GIVEN INSTRUCTION
Gather every line in the rows below that contains the word "detector", and copy each one out.

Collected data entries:
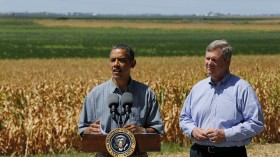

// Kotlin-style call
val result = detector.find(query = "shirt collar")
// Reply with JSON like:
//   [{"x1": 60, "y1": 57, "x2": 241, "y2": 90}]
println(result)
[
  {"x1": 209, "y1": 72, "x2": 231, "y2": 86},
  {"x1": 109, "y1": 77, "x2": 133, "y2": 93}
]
---
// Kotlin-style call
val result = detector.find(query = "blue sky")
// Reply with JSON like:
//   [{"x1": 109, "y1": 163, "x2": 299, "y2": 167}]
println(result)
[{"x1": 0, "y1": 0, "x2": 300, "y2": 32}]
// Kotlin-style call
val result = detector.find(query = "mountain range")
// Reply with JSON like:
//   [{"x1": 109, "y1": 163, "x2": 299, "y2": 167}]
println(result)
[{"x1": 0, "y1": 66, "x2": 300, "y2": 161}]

RIGHT ANSWER
val result = detector.find(query = "shirt collar")
val result = detector.find(query = "blue sky")
val result = detector.find(query = "mountain range")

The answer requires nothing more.